• [Tarefa a fazer]:
No texto abaixo sobre a Lava Jato, para qual penitenciária a juíza Carolina Lebbos determinou a transferência do ex-presidente Lula?

• [Bloco de texto]:
= = = = =

O que restará da Lava Jato?

O que restará da Lava Jato?
O ex-presidente Luiz Inácio Lula da Silva (Eduardo Figueiredo/ Mídia NINJA)

 

No dia 7 de agosto, a juíza Carolina Lebbos determinou a transferência do ex-presidente Lula para a penitenciária II de Tremembé, estado de São Paulo. A pedido da Polícia Federal, a juíza, que havia negado anteriormente direitos do ex-presidente como o de velar o corpo do seu irmão e impor uma série de restrições injustificáveis para ida ao velório do próprio neto, foi o instrumento pelo qual a Lava Jato quis demonstrar força após as revelações dos diálogos entre seus membros.

= = = = =

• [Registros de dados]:

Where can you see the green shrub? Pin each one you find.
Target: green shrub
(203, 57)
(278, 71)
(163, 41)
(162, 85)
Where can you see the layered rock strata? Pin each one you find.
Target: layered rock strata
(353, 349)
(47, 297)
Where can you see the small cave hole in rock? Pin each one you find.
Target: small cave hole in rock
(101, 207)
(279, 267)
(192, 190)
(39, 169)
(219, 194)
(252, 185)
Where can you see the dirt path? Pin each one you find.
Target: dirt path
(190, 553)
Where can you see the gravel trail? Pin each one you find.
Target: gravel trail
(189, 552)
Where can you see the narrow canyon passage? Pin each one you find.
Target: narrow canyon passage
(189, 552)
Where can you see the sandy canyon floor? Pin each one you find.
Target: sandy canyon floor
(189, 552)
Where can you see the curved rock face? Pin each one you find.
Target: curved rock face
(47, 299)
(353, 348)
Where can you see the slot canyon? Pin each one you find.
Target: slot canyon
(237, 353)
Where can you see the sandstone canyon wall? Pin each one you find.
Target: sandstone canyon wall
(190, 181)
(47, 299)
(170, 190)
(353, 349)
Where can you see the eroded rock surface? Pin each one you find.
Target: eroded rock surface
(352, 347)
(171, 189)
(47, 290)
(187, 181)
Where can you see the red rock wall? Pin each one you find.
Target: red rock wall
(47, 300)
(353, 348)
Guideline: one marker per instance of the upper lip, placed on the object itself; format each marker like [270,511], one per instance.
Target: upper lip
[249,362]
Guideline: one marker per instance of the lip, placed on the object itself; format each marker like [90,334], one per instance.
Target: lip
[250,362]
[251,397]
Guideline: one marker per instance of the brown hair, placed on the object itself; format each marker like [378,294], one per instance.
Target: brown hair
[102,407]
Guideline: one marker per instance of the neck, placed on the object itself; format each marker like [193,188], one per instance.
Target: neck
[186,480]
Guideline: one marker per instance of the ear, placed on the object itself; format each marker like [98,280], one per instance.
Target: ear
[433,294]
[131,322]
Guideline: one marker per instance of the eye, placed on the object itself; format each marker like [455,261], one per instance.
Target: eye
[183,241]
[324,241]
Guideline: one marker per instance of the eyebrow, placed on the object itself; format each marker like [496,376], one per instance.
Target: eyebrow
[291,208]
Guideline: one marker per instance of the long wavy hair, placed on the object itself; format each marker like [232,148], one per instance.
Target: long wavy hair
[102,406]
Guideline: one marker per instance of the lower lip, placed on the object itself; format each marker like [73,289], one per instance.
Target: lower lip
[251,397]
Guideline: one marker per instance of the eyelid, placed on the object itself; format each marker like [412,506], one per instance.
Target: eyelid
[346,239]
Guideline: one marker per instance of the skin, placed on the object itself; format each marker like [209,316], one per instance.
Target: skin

= = = = =

• [Resultado]:
Para a penitenciária II de Tremembé, no estado de São Paulo.